> TASKS TO COMPLETE:
1. From the court opinion excerpt, list every case the excerpt cites by party names together with a reporter citation. Give each case's name and citation.
2. Resume the court opinion excerpt. Start right after its final sentence, which ends with the quotation and its citation "(365 U.S. 551, 554, 81 S. Ct. 728, 729)".

> PAGE EXTRACT:
The Government did attempt to have the trial court charge the Milanovich rule, but the court refused.3 Counsel for Tyler, although he was furnished a copy of the Government's request and was present when the requested instruction was discussed, never asked for such an instruction and took no exception to the charge as given.
Whether or no the crime of possession (as charged in Count 2) as distinguished from the crime of receiving, which was not charged in that count, takes it out of the rule of Milanovich is therefore our first concern, since we have held that failure so to charge in a larceny-receiving case is plain error whether requested or not. Cf., United States v. O'Neil, 436 F.2d 571 (9th Cir. 1970); Keating v. United States, 413 F.2d 1028 (9th Cir. 1969).
We acknowledge the fact that Milanovich, although a 5-4 decision, is authority for the proposition that in any prosecution of a single wrongdoer for the crimes of larceny and receiving the same goods or money, the court must charge the jury that they may convict for either larceny or receiving but not both. We are not bound, however, by such a rule where the crimes charged under the Federal Bank Robbery Act are for larceny and possession (18 U.S.C. § 2113(b) and (c)) unless, of course, possession and receiving are synonymous.
Milanovich was concerned with the statutory construction of 18 U.S.C. § 6414 insofar as it related to the crimes of larceny and receiving. It agreed with the Court of Appeals (Milanovich v. United States, 275 F.2d 716 (4th Cir. 1960)) that the Court of Appeals' understanding of the Supreme Court's construction of 18 U.S.C. § 2113(c) in Heflin v. United States, 358 U.S. 415, 79 S. Ct. 451, 3 L. Ed. 2d 407 (1959) was correct, and accordingly the Supreme Court, in Milanovich, could find no difference between the two statutes or the legislative histories to justify a different interpretation in respect to the issue before them. It held:
"With respect to the receiving statute before us in Heflin, we decided that 'Congress was trying to reach a new group of wrongdoers, not to multiply the offense of the . . . robbers themselves,' 358 U.S. at [page] 420 [, 79 S. Ct., at page 454]. We find nothing in the language or history of the present statute which leads to a different conclusion here." (365 U.S. 551, 554, 81 S. Ct. 728, 729)

> DATASET ROWS:
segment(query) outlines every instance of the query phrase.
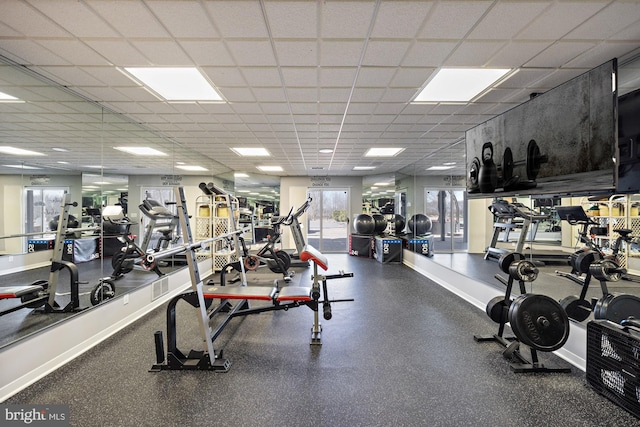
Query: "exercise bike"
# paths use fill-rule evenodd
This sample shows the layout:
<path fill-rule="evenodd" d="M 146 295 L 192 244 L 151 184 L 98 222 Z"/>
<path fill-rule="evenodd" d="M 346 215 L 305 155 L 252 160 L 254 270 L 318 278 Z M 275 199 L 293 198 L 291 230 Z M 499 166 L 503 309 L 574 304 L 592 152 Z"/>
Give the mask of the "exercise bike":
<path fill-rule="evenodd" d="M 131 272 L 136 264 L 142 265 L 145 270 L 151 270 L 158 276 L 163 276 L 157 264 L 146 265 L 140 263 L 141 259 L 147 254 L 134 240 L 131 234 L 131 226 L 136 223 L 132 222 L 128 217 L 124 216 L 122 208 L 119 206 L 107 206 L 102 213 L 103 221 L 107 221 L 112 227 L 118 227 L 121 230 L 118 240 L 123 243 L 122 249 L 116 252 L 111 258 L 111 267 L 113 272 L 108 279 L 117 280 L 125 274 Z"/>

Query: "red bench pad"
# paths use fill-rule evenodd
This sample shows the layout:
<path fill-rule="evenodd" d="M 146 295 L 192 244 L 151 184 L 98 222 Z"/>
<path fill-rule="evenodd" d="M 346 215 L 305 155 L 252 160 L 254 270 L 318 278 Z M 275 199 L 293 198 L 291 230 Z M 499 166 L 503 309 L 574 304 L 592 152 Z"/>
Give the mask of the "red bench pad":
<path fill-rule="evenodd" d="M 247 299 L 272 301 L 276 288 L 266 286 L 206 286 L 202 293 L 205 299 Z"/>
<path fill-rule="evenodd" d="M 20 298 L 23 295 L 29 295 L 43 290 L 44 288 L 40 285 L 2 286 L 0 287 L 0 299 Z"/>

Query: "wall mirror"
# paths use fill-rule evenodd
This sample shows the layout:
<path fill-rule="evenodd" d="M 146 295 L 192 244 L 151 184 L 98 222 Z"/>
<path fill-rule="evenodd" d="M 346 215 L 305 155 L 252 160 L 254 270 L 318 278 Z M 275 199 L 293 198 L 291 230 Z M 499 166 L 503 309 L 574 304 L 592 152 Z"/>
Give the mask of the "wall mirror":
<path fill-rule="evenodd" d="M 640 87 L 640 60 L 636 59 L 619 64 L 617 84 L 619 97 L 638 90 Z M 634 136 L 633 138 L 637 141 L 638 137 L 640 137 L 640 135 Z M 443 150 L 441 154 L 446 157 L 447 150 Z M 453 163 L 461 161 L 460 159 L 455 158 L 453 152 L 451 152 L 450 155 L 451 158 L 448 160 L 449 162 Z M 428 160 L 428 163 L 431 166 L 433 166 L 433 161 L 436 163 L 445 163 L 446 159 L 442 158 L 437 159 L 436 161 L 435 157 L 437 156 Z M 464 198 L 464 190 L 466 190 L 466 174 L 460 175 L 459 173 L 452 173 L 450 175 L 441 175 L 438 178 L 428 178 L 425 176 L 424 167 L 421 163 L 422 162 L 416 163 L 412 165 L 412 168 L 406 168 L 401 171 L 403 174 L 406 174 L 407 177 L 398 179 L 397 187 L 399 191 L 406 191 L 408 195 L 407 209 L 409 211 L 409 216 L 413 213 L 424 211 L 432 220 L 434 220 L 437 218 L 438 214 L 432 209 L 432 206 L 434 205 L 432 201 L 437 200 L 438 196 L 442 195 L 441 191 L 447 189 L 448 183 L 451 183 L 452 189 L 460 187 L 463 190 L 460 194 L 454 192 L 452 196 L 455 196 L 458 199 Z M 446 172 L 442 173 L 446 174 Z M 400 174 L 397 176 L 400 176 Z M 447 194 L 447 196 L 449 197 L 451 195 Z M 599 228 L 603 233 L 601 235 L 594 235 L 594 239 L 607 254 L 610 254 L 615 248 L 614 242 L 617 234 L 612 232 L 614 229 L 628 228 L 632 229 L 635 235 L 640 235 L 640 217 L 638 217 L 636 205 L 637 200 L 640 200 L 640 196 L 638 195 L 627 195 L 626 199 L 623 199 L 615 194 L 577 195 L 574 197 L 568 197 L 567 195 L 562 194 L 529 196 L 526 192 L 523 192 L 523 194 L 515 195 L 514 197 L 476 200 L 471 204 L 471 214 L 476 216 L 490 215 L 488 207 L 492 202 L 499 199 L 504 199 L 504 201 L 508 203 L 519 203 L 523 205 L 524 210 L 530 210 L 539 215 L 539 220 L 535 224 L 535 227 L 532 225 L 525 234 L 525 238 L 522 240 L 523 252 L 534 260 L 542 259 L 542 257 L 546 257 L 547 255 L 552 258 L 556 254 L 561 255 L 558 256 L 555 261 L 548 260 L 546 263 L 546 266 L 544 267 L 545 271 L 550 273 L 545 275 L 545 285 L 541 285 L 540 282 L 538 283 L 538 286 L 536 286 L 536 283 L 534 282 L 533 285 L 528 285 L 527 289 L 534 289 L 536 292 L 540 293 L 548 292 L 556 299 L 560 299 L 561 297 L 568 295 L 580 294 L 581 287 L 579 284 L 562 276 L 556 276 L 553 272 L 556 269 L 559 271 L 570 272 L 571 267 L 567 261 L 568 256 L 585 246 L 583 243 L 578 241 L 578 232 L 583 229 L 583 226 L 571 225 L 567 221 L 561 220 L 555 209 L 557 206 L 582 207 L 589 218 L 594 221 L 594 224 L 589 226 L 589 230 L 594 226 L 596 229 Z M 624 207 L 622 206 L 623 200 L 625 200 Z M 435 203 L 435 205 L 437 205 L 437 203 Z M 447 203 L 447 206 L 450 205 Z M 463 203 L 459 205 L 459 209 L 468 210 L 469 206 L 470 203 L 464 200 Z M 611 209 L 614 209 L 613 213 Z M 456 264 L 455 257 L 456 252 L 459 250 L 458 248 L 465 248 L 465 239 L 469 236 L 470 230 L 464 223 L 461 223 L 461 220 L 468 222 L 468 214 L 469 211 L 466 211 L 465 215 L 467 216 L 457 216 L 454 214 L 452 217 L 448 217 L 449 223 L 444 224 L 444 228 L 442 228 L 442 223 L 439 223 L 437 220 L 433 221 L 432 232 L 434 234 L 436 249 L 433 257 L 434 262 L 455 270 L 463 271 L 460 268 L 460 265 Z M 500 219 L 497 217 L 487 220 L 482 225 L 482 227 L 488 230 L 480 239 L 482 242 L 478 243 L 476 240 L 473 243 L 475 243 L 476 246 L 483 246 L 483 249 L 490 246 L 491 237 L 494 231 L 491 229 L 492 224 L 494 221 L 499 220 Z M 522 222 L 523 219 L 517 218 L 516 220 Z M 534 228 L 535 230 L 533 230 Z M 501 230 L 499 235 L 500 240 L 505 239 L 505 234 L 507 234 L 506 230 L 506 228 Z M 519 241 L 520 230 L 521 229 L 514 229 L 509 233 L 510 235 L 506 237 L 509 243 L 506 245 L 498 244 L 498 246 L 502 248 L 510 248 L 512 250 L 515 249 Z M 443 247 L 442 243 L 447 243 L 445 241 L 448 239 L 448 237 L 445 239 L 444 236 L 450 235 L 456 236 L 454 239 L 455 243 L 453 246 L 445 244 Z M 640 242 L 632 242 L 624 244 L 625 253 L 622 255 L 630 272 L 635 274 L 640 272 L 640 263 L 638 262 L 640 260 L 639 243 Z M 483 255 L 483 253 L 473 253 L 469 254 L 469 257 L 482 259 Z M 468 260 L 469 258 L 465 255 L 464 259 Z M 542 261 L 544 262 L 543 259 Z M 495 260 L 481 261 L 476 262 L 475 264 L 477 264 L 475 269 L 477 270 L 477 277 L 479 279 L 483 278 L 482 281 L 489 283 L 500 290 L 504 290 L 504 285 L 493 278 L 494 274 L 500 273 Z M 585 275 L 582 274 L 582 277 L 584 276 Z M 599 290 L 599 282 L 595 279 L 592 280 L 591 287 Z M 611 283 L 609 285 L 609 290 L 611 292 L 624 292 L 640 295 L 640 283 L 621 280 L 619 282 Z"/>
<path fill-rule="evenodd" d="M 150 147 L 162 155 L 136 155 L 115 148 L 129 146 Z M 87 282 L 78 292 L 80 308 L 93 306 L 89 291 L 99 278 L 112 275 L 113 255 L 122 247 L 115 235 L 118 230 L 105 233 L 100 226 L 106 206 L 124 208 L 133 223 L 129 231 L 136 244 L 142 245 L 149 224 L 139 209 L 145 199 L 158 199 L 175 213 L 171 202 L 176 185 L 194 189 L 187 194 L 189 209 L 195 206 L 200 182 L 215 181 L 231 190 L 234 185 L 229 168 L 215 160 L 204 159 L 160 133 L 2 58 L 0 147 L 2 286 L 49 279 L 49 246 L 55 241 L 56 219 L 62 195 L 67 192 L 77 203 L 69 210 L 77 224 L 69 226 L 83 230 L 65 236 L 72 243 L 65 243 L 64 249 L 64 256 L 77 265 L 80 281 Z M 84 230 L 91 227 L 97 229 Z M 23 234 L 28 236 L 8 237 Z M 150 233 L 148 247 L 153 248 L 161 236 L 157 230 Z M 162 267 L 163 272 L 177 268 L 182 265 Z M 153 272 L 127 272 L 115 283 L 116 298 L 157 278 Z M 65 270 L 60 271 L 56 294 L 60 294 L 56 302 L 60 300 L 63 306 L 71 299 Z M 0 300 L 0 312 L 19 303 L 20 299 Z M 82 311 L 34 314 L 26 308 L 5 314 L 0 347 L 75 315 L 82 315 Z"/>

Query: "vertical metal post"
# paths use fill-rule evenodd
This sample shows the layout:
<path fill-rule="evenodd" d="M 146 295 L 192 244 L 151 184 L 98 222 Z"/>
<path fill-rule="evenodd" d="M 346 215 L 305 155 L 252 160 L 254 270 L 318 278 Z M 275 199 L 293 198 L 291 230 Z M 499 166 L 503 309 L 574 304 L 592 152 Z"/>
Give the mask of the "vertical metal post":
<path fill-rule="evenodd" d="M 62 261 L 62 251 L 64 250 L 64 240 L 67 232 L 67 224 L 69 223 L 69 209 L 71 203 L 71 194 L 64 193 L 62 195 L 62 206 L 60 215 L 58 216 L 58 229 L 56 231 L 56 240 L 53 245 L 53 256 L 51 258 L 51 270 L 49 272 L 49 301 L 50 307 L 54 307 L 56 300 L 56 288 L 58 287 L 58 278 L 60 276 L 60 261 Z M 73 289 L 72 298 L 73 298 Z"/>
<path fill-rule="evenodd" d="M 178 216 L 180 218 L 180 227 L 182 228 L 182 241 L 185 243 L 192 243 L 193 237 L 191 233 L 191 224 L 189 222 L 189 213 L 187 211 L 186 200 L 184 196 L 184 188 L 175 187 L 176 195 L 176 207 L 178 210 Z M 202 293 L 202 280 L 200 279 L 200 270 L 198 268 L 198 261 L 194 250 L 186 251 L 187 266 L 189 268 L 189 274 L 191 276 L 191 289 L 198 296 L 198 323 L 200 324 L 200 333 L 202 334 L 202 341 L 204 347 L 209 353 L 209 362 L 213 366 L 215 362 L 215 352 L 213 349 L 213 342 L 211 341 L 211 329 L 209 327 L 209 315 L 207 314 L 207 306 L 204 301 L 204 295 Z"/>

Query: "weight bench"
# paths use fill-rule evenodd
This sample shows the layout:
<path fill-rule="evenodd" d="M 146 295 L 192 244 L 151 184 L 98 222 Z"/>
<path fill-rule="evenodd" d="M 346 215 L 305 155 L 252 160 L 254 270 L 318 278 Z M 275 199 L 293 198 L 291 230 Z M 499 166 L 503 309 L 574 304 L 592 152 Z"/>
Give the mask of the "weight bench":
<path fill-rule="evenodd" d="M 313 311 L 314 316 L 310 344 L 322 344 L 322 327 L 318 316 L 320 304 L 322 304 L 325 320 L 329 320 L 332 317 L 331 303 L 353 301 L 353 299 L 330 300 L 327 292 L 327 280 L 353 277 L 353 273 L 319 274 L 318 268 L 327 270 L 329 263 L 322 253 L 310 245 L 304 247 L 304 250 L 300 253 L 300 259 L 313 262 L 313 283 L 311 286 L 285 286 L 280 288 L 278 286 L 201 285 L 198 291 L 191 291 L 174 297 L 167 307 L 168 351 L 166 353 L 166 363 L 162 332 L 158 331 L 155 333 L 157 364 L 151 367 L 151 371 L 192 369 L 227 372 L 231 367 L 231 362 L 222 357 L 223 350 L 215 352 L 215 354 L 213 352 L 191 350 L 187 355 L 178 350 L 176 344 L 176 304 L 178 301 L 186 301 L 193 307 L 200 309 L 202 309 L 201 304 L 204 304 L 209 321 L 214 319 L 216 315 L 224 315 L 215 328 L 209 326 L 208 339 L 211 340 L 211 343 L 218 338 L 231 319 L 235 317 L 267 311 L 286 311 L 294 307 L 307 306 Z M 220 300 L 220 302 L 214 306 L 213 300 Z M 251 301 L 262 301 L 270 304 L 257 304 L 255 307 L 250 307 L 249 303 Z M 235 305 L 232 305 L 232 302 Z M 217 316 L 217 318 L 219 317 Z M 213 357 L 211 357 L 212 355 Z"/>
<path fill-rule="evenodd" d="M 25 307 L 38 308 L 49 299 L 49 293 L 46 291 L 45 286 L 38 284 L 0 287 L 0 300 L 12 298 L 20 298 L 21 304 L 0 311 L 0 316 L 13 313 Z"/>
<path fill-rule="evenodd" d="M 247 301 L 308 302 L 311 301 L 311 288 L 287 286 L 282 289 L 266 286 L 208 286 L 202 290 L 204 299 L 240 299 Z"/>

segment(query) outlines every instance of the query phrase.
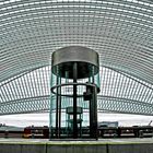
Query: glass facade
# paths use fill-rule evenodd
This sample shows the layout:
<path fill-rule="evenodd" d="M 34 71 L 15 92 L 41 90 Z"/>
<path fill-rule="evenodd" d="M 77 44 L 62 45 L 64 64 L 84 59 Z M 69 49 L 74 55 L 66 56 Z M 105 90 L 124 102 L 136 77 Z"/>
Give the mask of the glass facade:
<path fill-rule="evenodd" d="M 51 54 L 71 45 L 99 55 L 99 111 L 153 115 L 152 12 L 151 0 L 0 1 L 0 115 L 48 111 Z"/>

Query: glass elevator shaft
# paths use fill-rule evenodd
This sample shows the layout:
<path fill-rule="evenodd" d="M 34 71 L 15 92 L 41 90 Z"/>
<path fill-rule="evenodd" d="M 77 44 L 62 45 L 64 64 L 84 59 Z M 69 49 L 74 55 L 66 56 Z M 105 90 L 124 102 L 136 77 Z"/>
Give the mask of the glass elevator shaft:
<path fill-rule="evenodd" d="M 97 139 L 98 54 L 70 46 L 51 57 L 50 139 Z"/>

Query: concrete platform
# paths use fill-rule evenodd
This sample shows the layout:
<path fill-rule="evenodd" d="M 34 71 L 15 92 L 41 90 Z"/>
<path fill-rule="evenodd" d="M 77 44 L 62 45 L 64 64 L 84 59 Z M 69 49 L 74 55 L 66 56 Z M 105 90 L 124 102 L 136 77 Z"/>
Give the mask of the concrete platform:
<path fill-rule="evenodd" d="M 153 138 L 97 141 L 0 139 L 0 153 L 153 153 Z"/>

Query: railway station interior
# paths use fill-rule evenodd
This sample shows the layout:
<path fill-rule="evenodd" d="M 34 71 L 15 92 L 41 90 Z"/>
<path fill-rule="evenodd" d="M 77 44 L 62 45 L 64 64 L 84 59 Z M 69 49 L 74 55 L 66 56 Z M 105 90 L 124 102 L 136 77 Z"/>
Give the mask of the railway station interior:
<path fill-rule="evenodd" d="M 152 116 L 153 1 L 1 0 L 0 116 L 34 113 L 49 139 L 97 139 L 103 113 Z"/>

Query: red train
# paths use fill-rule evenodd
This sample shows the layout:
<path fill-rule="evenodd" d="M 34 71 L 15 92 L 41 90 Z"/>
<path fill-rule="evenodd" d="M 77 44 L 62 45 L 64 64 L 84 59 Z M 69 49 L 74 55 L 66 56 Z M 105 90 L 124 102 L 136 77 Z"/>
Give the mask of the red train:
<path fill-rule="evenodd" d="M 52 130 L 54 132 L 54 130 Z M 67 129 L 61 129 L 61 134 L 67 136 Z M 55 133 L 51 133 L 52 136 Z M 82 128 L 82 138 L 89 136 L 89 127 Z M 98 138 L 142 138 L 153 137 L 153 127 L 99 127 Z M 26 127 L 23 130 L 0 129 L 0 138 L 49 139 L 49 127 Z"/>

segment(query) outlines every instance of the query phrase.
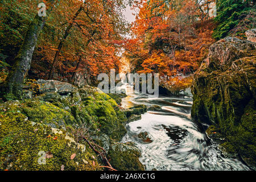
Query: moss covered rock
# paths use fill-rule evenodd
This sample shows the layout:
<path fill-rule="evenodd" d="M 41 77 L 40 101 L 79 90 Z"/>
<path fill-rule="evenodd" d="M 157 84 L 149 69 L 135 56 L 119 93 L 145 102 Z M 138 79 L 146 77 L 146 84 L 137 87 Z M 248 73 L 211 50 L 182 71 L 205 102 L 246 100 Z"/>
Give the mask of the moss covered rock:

> RESPONSES:
1.
- United States v. O'Neil, 436 F.2d 571 (9th Cir. 1970)
- Keating v. United States, 413 F.2d 1028 (9th Cir. 1969)
- Milanovich v. United States, 275 F.2d 716 (4th Cir. 1960)
- Heflin v. United States, 358 U.S. 415, 79 S. Ct. 451, 3 L. Ed. 2d 407 (1959)

2.
In our view the most that Heflin decided was that Congress did not intend to pyramid the punishment of bank robbers merely because they received, possessed, concealed, etc. the proceeds of the robbery. It did not intend to, nor did it, state that Congress had no authority to make such acts criminal. After reviewing the legislative history, the Court, in Heflin, stated:
"This clue to the purpose of Congress argues strongly against the position of the Government. From these Reports it seems clear that subsection (c) was not designed to increase the punishment for him who robs a bank but only to provide punishment for those who receive the loot from the robber. We find no purpose of Congress to pyramid penalties for lesser offenses following the robbery. It may be true that in logic those who divide up the loot following a robbery receive from robbers and thus multiply the offense. But in view of the legislative history of subsection (c) we think Congress was trying to reach a new group of wrongdoers, not to multiply the offense of the bank robbers themselves." (358 U.S. 415 pp. 419-420, 79 S. Ct. 451 p. 454)
Since 1961, when Milanovich was decided, the Supreme Court has cited it only once, although it has provided many courts of appeal with subject matter for endless discussion. Cf., United States v. White, 440 F.2d 978 (5th Cir. 1971); United States v. Corson, 449 F.2d 544 (3rd Cir. 1971, en banc); Fuller v. United States, 132 U.S.App.D.C. 264, 407 F.2d 1199 (1968, en banc); McMillen v. United States, 386 F.2d 29 (1st Cir. 1967); Jenkins v. United States, 361 F.2d 615 (10th Cir. 1966).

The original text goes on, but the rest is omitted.